Pourtant, c'est bien à l'un d'eux que je vais me référer. Vous me voyez venir ? Eh oui, la madeleine... Celle qu'on trempe dans son thé et qui, etc., etc. Les choix narratifs, je ne détaille pas, toujours pour les mêmes raisons et vous les comprendrez vite si vous vous plongez dans "la petite cloche au son grêle", créent une atmosphère pleine de nostalgie.
Mais cette nostalgie n'écrase pas tout. Non, on est avec le narrateur et l'on vit les événements, en ne comprenant que progressivement où l'on nous emmène. La nostalgie de la jeunesse évanouie, de l'insouciance enfantine, la nostalgie du bonheur, sans entrave, la nostalgie aussi de la communion qu'avaient su créer autour d'eux Paola et son fils à travers Proust.
Pas de madeleine, dans "la petite cloche au son grêle", non, mais un phénomène identique. un déclencheur, en apparence banal, ordinaire, le genre de truc qu'on ne remarque pas mais qui se grave dans l'esprit au point de provoquer des réflexes conditionnés, de réveiller la mémoire assoupie ou refoulée et de replonger dans le passé, dans son confort, mais aussi dans ce qui fait de lui le passé. Franchir la parenthèse refermée.
Enfin, voici un livre qui évoque la lecture et lui rend hommage de la plus belle des façons. Paul Vacca a choisi Proust, auteur pour qui il nourrit une véritable passion. Mais, en dehors de tout ce qui se passe dans ce roman précis, je crois que ce lien si particulier au livre, ces horizons qu'il ouvre, ces portes qu'il enfoncent, tout cela pourrait se produire avec les livres d'autres écrivains.

> [DONNÉES FOURNIES]:
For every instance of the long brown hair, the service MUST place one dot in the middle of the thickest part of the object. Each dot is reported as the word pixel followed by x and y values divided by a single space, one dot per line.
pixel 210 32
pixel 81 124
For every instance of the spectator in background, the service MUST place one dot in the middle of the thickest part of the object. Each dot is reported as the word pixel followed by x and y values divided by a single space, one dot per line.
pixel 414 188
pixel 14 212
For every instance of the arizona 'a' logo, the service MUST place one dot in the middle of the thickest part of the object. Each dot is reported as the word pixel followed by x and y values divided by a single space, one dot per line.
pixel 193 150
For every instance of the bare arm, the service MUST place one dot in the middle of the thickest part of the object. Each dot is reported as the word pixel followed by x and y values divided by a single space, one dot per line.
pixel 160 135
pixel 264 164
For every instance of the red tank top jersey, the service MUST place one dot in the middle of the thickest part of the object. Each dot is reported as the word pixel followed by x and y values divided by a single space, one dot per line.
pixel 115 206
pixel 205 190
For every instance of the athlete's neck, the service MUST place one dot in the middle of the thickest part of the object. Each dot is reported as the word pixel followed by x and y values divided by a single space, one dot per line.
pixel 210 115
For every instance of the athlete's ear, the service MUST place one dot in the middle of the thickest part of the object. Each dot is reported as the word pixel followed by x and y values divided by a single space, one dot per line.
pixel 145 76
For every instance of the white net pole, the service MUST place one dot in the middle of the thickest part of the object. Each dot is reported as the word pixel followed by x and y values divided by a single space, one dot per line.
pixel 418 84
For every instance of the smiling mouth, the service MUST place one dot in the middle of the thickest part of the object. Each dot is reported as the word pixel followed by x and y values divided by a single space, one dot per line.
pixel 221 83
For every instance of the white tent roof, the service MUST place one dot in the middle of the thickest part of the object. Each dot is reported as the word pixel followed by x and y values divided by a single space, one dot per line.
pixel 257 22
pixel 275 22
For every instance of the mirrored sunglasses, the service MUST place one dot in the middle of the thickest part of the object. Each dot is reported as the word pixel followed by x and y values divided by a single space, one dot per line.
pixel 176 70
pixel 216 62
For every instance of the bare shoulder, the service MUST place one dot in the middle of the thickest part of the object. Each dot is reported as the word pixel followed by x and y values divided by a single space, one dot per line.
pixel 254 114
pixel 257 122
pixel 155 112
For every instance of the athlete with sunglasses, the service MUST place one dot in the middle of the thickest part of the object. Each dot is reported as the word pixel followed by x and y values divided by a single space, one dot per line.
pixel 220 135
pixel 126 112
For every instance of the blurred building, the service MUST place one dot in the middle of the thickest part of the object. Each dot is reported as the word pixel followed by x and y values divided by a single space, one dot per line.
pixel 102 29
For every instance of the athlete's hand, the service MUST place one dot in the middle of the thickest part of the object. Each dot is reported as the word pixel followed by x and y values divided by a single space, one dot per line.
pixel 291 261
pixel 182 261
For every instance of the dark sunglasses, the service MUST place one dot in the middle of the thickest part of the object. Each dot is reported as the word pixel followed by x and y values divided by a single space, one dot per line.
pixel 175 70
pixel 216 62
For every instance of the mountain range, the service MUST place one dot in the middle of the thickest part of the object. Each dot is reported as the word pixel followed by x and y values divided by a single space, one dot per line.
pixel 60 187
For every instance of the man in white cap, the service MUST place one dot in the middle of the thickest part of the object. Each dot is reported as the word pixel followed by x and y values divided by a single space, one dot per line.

> [À FAIRE]:
1. Répondez, s'il vous plaît, aux questions suivantes d'après le texte :
(a) Quel objet est absent de « la petite cloche au son grêle » ?
(b) Quel auteur Paul Vacca a-t-il choisi ?
(c) Qui avait su créer une communion autour d'eux à travers Proust ?
2. Relevez chaque ligne des entrées contenant le mot « mouth ». Respectez la casse.

> [RÉSULTATS]:
1.
(a) La madeleine.
(b) Proust.
(c) Paola et son fils.

2.
For every instance of the smiling mouth, the service MUST place one dot in the middle of the thickest part of the object. Each dot is reported as the word pixel followed by x and y values divided by a single space, one dot per line.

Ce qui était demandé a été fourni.